▶ [Goal] Reproduce the items below, changing "planogram check" to "layout verification" everywhere it occurs and leaving everything else as it is.

▶ [Data supplied]
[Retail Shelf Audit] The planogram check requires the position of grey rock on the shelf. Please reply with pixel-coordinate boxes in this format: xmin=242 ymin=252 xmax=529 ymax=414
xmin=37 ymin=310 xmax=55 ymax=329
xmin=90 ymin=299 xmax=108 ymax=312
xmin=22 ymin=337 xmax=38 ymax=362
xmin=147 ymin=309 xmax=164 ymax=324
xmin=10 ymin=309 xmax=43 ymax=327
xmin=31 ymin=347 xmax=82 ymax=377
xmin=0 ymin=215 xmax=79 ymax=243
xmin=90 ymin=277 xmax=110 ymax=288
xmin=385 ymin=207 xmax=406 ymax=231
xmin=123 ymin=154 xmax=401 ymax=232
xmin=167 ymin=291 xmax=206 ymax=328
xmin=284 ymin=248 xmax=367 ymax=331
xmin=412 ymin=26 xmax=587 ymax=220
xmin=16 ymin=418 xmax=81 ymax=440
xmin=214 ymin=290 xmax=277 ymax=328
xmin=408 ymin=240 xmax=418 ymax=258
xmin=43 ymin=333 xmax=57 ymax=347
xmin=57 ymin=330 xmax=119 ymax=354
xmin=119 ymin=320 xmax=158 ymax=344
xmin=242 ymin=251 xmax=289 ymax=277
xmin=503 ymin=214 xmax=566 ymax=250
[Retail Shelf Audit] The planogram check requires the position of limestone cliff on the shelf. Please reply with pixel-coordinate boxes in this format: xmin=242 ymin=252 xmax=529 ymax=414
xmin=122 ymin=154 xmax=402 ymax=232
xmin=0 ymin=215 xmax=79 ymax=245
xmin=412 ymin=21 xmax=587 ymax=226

▶ [Completed task]
[Retail Shelf Audit] The layout verification requires the position of grey rock on the shelf. Please reply with pixel-coordinate boxes in this format: xmin=242 ymin=252 xmax=529 ymax=414
xmin=37 ymin=310 xmax=55 ymax=329
xmin=90 ymin=299 xmax=108 ymax=312
xmin=22 ymin=337 xmax=38 ymax=362
xmin=147 ymin=309 xmax=164 ymax=324
xmin=10 ymin=309 xmax=43 ymax=327
xmin=31 ymin=347 xmax=82 ymax=377
xmin=0 ymin=215 xmax=79 ymax=243
xmin=90 ymin=277 xmax=110 ymax=288
xmin=385 ymin=207 xmax=406 ymax=231
xmin=123 ymin=154 xmax=401 ymax=232
xmin=167 ymin=291 xmax=206 ymax=328
xmin=284 ymin=248 xmax=367 ymax=331
xmin=412 ymin=26 xmax=587 ymax=220
xmin=16 ymin=418 xmax=81 ymax=440
xmin=214 ymin=290 xmax=277 ymax=328
xmin=408 ymin=240 xmax=418 ymax=258
xmin=43 ymin=333 xmax=57 ymax=347
xmin=57 ymin=330 xmax=119 ymax=354
xmin=119 ymin=320 xmax=158 ymax=344
xmin=242 ymin=251 xmax=289 ymax=277
xmin=503 ymin=214 xmax=566 ymax=250
[Retail Shelf Audit] The layout verification requires the position of limestone cliff on the shelf. Please reply with pixel-coordinate boxes in this format: xmin=242 ymin=252 xmax=529 ymax=414
xmin=122 ymin=154 xmax=402 ymax=232
xmin=0 ymin=215 xmax=79 ymax=245
xmin=412 ymin=21 xmax=587 ymax=226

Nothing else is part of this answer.